» SUPPLIED PASSAGE:
Amazon EMR
Amazon EMR Release Guide

Phoenix Clients

You connect to Phoenix using either a JDBC client built with full dependencies or using the "thin client" that uses the Phoenix Query Server and can only be run on a master node of a cluster (e.g. by using an SQL client, a step, command line, SSH port forwarding, etc.). When using the "fat" JDBC client, it still needs to have access to all nodes of the cluster because it connects to HBase services directly. The "thin" Phoenix client only needs access to the Phoenix Query Server at a default port 8765. There are several scripts within Phoenix that use these clients.

Use an Amazon EMR step to query using Phoenix

The following procedure restores a snapshot from HBase and uses that data to run a Phoenix query. You can extend this example or create a new script that leverages Phoenix's clients to suit your needs.

» MATERIAL SHOWN:
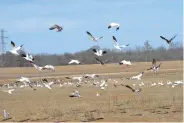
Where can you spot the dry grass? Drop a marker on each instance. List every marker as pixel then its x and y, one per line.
pixel 115 104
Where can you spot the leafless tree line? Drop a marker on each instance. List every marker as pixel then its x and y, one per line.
pixel 140 53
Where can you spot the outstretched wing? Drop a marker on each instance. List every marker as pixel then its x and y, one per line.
pixel 98 60
pixel 90 34
pixel 12 44
pixel 53 27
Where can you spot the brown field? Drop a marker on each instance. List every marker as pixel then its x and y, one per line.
pixel 116 104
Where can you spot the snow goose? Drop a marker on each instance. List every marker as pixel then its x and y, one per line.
pixel 15 50
pixel 138 77
pixel 55 26
pixel 93 38
pixel 116 25
pixel 74 61
pixel 99 52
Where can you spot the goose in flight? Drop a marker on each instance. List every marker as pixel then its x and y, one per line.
pixel 133 90
pixel 9 91
pixel 15 50
pixel 99 52
pixel 36 66
pixel 5 114
pixel 138 77
pixel 102 63
pixel 155 68
pixel 27 57
pixel 59 28
pixel 124 62
pixel 48 85
pixel 169 40
pixel 74 61
pixel 93 38
pixel 24 79
pixel 116 25
pixel 116 45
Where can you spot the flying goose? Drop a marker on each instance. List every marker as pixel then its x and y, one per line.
pixel 74 61
pixel 59 28
pixel 93 38
pixel 102 63
pixel 27 56
pixel 116 25
pixel 99 52
pixel 15 49
pixel 169 40
pixel 124 62
pixel 155 68
pixel 138 77
pixel 116 45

» TASK SET:
a) In the Phoenix clients passage, reproduce the part between "You connect to" and "suit your needs.", inclusive, swapping "master node" for "primary node".
b) Decide whether each statement agrees with the Phoenix clients passage. Answer yes or no and quote the deciding words.
(i) The "thin" client needs access to every node of the cluster.
(ii) The "fat" JDBC client connects to HBase services directly.
(iii) The described procedure restores a snapshot from HBase.
c) Answer from the Phoenix clients passage:
(i) At what default port is the Phoenix Query Server accessed?
(ii) What must the "fat" JDBC client still have access to?
(iii) What does the procedure use the restored data to run?
The records were taken from a different source than the text.

» FINAL ANSWERS:
a)
You connect to Phoenix using either a JDBC client built with full dependencies or using the "thin client" that uses the Phoenix Query Server and can only be run on a primary node of a cluster (e.g. by using an SQL client, a step, command line, SSH port forwarding, etc.). When using the "fat" JDBC client, it still needs to have access to all nodes of the cluster because it connects to HBase services directly. The "thin" Phoenix client only needs access to the Phoenix Query Server at a default port 8765. There are several scripts within Phoenix that use these clients.

Use an Amazon EMR step to query using Phoenix

The following procedure restores a snapshot from HBase and uses that data to run a Phoenix query. You can extend this example or create a new script that leverages Phoenix's clients to suit your needs.

b)
(i) No: "The "thin" Phoenix client only needs access to the Phoenix Query Server at a default port 8765."
(ii) Yes: "it still needs to have access to all nodes of the cluster because it connects to HBase services directly"
(iii) Yes: "The following procedure restores a snapshot from HBase"

c)
(i) Port 8765.
(ii) All nodes of the cluster.
(iii) A Phoenix query.